**EXCERTO ORIGINAL**
O
FILHO INDESEJADO DE CHARLIE CHAPLIN
Foi no dia em que ele fazia 11 anos.
Charles Chaplin Júnior, o primeiro filho de Charlot. 28 de Junho de 1936.
Pois
no dia em que Charlie Júnior fazia 11 anos, a mãe, Lita Grey, presa de violenta
depressão nervosa, não se contém e faz-lhe uma revelação arrasadora: aquele dia
28 de Junho não era o dia do nascimento dele.
“Tenho
alguma coisa de muito importante a confiar-te, Charlie. Caso de vida ou de
morte. Tens que me ouvir.” O rapaz alarmou-se, claro. Lita Grey estaria bem
ciente de que nunca deveria ter falado ao filho naquele assunto, e naquele
momento, mas também naquele momento, carregada de barbitúricos, sentiu que não
podia calar-se por mais tempo. Onze anos de silêncio era de mais para ela.
Lita
Grey via o ex-marido, o celebérrimo Charlot, como um monstro, um monstro de
cinismo e crueldade. E foi nesses mesmos termos que naquele dia 28 de Junho de
1936 o comunicou ao filho. Filho que ao ouvi-la se sentia incapaz,
absolutamente incapaz, de identificar o pai que conhecia e adorava. Um monstro
com perigosos poderes de destruição dirigidos contra ela desde o nefasto dia em
que se tinham casado. Chaplin era rico. Chaplin era um homem influente. Chaplin
podia pagar a espiões para a seguirem por toda a parte e trabalharem para a
destruir. Era impossível lutar contra aquele homem.

**ENUNCIADO**
Transcreva do texto sobre o filho de Charlie Chaplin o trecho que começa em "Charles Chaplin Júnior, o" e termina em "mais para ela.". Responda apenas com base no texto sobre o filho de Charlie Chaplin.

**ENTRADAS LISTADAS**
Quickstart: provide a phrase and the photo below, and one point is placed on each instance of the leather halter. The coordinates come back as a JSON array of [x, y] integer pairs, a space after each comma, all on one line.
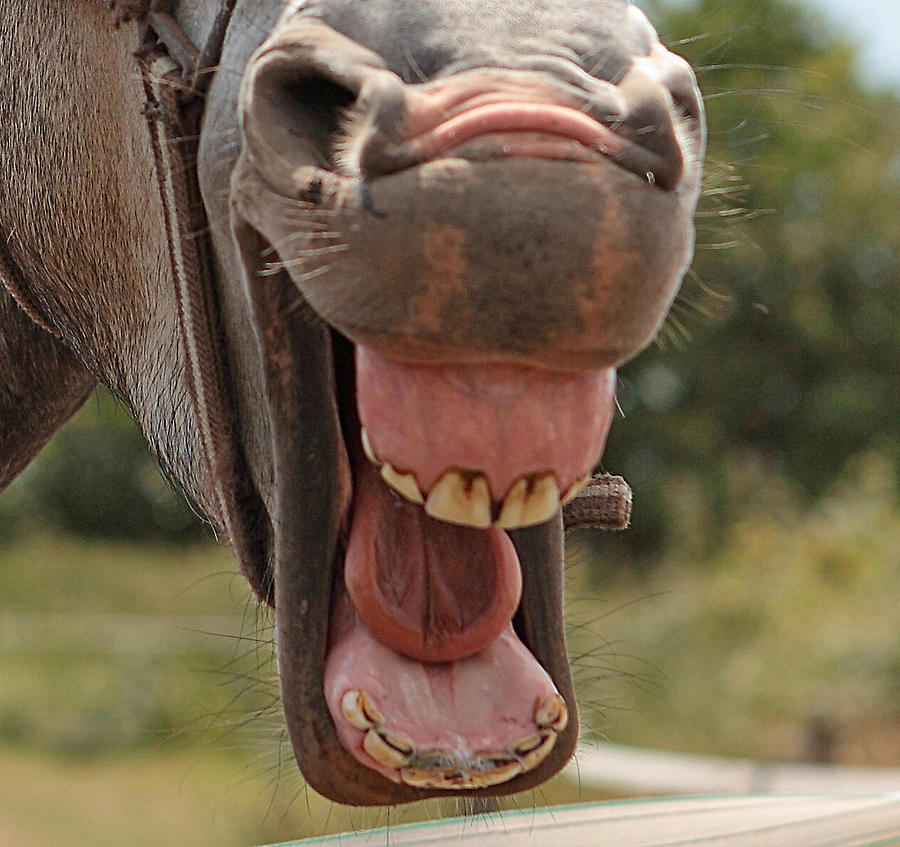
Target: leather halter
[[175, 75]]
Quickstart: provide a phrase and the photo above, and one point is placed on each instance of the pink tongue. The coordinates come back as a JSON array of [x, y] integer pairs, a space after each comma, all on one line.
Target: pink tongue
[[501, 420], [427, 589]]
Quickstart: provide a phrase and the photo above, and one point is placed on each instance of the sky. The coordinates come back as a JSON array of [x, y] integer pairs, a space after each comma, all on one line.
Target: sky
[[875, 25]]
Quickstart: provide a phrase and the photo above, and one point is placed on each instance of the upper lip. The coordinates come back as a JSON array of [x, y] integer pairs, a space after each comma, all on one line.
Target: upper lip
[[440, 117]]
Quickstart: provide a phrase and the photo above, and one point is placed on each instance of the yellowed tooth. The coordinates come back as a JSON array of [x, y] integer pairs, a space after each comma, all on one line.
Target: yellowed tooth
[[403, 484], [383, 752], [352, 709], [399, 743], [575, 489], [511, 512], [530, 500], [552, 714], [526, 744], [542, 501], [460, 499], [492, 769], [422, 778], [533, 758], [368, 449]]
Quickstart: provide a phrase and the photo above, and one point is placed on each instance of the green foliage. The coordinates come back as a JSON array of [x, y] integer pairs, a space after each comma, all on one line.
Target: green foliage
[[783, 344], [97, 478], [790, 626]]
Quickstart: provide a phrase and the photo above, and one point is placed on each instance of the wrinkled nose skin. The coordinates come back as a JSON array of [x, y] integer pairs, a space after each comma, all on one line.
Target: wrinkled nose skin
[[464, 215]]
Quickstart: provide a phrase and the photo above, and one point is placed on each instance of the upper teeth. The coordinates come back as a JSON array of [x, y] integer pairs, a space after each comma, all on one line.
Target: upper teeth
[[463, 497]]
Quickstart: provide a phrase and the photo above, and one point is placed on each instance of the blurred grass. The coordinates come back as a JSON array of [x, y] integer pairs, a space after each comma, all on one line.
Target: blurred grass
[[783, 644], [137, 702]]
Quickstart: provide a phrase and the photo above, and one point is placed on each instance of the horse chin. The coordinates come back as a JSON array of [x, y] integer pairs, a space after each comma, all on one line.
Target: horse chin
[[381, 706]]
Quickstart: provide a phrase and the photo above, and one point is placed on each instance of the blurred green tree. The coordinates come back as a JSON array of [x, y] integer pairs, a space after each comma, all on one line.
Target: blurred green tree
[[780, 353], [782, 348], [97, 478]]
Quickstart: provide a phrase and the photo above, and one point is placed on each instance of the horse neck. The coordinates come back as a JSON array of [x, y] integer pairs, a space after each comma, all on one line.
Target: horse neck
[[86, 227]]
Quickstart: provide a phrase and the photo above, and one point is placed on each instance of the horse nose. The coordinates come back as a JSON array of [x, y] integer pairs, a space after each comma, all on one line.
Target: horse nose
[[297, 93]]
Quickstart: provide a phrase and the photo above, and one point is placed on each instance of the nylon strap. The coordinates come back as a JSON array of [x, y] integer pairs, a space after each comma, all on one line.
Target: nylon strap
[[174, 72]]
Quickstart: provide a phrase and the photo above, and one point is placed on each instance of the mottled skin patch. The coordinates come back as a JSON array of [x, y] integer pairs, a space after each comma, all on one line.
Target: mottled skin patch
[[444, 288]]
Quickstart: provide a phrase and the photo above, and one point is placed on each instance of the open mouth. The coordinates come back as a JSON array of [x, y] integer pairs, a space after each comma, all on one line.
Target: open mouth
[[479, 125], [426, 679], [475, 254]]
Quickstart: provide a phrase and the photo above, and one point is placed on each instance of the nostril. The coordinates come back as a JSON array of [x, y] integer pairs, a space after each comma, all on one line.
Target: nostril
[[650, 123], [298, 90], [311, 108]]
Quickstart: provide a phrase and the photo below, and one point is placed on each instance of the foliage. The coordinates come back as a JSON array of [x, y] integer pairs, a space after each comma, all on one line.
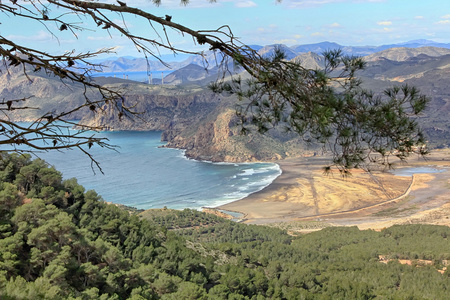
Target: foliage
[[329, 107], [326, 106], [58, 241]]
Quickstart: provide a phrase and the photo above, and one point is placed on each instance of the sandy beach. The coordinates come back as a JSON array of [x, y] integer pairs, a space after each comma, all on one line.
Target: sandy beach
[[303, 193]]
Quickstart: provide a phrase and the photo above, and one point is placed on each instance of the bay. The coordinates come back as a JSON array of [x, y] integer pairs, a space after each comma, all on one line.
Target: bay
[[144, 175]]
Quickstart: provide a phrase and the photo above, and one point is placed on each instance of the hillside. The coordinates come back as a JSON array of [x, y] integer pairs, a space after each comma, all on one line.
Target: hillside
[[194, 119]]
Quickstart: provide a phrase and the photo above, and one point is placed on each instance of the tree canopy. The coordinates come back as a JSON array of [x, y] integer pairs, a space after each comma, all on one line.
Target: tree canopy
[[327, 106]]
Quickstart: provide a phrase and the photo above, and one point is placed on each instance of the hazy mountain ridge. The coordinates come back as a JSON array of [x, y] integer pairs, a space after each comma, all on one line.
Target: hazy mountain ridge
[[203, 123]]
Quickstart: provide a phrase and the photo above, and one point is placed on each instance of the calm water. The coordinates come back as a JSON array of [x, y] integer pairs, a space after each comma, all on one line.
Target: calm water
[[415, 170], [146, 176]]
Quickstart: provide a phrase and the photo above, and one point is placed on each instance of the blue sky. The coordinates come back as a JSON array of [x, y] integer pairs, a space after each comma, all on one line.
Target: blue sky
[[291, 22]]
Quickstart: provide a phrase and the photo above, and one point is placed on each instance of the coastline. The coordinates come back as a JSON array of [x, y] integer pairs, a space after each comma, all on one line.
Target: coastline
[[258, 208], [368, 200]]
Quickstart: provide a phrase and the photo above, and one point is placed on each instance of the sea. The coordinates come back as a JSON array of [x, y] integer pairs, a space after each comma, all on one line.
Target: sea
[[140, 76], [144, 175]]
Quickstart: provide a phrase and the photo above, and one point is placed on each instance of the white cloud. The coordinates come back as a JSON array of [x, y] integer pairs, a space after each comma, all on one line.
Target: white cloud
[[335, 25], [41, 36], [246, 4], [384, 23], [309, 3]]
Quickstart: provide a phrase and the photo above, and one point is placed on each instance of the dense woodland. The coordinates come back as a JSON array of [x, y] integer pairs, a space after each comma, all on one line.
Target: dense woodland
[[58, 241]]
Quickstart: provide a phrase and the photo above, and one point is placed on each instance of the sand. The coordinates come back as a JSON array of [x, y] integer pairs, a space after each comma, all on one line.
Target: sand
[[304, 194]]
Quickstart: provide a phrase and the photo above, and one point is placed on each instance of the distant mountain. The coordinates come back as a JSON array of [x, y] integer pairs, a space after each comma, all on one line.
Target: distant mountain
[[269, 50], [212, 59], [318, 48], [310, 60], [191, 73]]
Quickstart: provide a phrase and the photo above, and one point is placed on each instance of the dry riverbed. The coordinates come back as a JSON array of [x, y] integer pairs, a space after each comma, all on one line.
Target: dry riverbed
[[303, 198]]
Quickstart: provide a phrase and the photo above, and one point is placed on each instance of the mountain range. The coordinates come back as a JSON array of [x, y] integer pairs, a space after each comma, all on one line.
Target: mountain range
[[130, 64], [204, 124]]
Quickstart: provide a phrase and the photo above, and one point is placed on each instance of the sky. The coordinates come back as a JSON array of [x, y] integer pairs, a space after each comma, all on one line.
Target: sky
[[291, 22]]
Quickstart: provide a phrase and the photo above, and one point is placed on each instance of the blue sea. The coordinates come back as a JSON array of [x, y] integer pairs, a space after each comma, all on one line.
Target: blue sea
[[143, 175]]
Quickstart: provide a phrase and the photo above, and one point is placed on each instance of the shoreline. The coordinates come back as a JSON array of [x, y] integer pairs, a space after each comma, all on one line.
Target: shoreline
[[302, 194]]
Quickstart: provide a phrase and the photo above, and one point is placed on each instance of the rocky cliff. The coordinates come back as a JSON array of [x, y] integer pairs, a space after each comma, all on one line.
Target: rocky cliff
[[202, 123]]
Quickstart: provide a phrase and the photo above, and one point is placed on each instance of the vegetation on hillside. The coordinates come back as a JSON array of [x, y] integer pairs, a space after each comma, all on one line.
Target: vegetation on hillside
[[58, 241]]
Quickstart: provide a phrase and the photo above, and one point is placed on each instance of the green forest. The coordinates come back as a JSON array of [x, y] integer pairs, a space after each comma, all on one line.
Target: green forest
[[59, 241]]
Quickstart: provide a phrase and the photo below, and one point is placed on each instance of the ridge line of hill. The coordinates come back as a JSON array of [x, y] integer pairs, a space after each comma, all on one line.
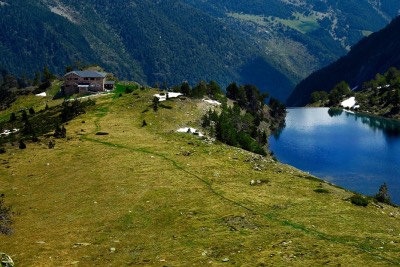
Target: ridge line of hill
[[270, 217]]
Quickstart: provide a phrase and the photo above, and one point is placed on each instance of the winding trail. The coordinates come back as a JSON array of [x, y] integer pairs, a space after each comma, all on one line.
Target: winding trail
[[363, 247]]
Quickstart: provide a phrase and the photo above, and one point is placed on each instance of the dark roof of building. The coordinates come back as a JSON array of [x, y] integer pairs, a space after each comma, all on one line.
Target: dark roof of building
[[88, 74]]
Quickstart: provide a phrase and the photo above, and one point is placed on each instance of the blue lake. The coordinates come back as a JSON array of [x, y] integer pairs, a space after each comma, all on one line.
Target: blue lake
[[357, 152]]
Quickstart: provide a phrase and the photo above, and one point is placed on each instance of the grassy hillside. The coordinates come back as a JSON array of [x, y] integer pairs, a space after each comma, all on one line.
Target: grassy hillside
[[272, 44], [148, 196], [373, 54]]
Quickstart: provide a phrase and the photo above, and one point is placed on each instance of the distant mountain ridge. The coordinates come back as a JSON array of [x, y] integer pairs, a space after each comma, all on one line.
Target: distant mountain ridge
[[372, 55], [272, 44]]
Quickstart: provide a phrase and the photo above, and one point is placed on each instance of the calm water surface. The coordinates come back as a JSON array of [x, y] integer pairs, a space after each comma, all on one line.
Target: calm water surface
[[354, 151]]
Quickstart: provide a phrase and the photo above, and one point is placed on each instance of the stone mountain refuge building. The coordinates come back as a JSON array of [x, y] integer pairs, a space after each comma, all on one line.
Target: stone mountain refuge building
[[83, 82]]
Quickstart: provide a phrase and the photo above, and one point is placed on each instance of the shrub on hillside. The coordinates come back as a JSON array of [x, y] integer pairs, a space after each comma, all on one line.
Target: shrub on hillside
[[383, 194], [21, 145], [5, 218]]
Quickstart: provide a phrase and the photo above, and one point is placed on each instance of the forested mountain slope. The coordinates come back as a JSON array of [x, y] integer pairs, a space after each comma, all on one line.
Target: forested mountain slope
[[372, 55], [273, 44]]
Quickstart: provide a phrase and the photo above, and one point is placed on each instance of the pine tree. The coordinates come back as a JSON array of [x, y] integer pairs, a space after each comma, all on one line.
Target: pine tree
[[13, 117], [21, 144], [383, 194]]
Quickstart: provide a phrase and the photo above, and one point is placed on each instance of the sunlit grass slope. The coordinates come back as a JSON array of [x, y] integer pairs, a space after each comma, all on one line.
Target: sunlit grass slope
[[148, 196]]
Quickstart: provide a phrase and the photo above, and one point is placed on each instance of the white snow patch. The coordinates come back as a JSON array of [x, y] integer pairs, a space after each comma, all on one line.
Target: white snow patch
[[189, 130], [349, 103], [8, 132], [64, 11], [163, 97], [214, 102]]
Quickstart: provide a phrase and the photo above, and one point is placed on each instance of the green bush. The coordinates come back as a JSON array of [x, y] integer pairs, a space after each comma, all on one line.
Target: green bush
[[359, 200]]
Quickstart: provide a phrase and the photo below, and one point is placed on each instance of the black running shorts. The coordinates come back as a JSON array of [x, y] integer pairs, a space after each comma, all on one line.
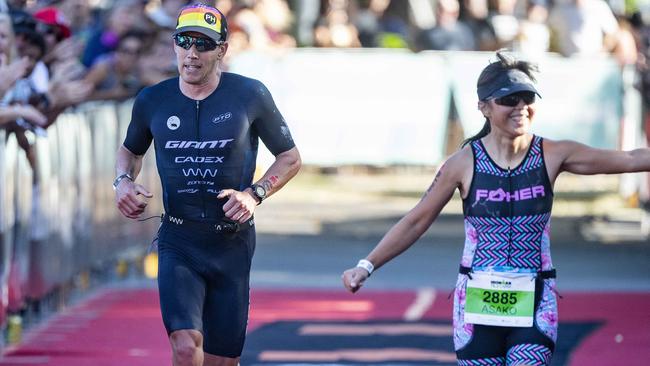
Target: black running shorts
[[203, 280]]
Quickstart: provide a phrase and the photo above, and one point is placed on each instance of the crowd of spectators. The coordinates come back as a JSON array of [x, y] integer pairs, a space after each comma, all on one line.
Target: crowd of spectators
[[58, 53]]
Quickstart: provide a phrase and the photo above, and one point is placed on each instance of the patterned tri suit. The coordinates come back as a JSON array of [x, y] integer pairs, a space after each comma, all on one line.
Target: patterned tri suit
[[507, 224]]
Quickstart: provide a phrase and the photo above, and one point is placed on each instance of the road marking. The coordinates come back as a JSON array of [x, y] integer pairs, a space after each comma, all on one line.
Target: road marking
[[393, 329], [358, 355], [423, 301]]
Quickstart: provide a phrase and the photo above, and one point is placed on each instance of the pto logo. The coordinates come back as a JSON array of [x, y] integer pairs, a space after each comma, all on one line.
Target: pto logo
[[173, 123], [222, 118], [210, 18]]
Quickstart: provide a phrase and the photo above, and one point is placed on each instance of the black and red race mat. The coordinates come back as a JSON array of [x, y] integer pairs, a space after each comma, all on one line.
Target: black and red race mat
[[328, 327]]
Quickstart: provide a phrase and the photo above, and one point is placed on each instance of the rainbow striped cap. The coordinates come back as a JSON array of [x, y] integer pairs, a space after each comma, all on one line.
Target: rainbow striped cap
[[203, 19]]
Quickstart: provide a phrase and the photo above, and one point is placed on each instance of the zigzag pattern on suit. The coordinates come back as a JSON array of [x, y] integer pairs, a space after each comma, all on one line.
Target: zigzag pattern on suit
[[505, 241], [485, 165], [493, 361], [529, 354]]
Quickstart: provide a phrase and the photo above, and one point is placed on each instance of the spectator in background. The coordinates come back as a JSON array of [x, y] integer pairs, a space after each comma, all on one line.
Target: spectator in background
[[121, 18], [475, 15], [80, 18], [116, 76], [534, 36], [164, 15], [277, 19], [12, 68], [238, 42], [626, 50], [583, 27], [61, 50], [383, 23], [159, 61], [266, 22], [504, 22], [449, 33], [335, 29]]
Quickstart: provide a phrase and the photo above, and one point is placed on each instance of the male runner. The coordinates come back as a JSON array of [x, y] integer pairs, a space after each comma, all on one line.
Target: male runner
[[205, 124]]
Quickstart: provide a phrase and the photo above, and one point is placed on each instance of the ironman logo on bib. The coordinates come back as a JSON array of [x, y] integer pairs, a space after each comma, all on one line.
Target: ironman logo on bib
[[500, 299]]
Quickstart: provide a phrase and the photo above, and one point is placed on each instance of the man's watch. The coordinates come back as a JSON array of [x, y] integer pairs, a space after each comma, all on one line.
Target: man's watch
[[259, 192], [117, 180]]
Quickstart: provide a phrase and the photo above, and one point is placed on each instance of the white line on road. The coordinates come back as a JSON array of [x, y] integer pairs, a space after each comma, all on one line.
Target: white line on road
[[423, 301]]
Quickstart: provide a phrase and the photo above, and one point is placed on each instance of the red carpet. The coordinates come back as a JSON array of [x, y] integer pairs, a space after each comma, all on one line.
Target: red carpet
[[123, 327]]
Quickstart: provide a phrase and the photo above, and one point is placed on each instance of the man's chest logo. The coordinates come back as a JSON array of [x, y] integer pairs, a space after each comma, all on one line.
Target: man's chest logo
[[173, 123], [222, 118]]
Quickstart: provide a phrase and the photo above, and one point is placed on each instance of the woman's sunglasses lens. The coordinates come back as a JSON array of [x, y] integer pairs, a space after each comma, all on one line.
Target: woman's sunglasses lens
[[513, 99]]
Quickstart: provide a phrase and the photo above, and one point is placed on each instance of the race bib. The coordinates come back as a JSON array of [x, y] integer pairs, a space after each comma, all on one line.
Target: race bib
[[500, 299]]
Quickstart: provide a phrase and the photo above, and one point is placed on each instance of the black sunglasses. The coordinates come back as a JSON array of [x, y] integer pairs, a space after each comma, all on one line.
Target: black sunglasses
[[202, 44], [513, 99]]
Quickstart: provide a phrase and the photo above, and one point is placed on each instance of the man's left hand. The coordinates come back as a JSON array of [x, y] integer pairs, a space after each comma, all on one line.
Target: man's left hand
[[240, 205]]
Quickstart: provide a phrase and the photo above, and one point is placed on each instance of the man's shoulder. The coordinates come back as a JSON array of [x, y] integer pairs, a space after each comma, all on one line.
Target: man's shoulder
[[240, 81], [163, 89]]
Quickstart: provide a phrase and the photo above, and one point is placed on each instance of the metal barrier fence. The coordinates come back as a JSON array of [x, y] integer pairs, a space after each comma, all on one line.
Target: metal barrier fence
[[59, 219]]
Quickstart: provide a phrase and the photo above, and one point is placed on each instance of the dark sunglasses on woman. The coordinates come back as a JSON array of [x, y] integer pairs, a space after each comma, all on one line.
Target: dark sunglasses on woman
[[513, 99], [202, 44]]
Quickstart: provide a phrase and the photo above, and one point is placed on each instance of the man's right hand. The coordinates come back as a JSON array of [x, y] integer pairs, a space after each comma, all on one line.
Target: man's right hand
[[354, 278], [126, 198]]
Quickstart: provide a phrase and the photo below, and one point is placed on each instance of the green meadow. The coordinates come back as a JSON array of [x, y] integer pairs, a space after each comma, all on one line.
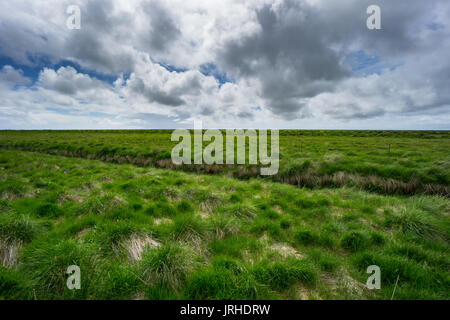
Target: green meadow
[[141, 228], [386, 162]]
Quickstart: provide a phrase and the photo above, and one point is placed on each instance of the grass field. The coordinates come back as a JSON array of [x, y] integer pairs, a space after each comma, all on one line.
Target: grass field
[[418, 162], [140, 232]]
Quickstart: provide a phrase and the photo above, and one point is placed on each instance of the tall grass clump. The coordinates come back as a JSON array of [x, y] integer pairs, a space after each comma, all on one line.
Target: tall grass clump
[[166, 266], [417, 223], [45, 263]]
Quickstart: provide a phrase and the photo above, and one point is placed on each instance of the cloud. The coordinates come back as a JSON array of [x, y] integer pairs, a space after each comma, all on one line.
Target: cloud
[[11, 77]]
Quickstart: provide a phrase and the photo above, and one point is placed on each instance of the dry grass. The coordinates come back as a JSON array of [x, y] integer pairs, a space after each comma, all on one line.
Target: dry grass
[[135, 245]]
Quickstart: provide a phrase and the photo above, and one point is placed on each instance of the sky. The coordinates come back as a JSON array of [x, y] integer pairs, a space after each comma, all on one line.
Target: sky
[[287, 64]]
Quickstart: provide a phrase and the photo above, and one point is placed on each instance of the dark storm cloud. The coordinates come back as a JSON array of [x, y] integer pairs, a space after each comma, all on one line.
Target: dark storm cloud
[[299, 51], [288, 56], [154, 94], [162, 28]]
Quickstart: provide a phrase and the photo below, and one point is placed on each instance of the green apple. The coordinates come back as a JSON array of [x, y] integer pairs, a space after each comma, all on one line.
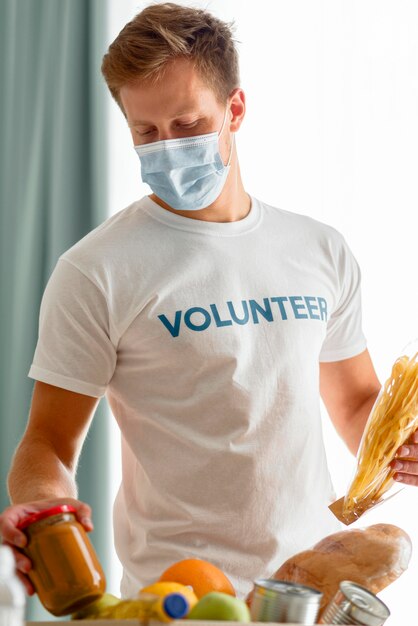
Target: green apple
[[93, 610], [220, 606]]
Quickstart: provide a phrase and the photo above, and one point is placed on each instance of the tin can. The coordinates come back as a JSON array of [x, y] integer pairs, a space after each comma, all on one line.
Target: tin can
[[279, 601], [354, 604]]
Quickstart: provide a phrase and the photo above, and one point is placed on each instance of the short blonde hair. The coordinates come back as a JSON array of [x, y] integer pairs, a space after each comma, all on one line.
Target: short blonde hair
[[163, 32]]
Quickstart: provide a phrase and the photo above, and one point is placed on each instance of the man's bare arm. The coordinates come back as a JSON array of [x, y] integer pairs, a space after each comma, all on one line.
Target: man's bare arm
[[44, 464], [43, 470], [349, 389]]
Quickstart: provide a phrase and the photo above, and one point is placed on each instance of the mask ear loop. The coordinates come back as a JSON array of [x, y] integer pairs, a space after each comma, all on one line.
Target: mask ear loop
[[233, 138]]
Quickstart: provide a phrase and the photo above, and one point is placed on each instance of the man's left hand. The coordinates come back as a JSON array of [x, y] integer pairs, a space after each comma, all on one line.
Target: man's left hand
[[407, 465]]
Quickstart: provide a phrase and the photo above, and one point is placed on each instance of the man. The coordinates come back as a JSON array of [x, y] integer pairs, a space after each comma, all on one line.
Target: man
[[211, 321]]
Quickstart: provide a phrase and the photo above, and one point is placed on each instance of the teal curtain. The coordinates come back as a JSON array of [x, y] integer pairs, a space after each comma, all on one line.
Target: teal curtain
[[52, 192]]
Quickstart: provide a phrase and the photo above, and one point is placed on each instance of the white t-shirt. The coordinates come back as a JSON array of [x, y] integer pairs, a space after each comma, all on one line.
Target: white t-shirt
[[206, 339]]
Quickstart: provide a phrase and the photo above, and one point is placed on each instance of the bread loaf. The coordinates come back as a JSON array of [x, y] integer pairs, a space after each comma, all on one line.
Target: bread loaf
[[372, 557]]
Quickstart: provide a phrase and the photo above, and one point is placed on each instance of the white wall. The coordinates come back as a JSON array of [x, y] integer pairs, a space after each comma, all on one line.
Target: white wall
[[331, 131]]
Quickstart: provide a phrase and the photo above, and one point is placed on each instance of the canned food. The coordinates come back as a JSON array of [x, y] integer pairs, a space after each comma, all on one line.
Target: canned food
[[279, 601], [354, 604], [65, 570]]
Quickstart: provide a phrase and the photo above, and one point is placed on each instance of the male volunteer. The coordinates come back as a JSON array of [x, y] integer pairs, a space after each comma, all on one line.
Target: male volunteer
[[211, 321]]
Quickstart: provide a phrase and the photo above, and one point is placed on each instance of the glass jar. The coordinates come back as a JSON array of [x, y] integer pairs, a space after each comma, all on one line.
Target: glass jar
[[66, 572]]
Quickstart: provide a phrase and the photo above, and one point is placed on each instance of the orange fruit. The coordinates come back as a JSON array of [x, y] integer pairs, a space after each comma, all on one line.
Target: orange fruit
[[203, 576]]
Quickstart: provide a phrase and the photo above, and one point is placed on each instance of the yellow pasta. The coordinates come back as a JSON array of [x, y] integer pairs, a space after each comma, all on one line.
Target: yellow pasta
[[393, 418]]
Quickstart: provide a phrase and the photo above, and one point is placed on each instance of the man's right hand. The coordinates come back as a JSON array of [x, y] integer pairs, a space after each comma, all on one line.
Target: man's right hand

**RESULTADO DO EXERCÍCIO**
Charles Chaplin Júnior, o primeiro filho de Charlot. 28 de Junho de 1936.
Pois
no dia em que Charlie Júnior fazia 11 anos, a mãe, Lita Grey, presa de violenta
depressão nervosa, não se contém e faz-lhe uma revelação arrasadora: aquele dia
28 de Junho não era o dia do nascimento dele.
“Tenho
alguma coisa de muito importante a confiar-te, Charlie. Caso de vida ou de
morte. Tens que me ouvir.” O rapaz alarmou-se, claro. Lita Grey estaria bem
ciente de que nunca deveria ter falado ao filho naquele assunto, e naquele
momento, mas também naquele momento, carregada de barbitúricos, sentiu que não
podia calar-se por mais tempo. Onze anos de silêncio era de mais para ela.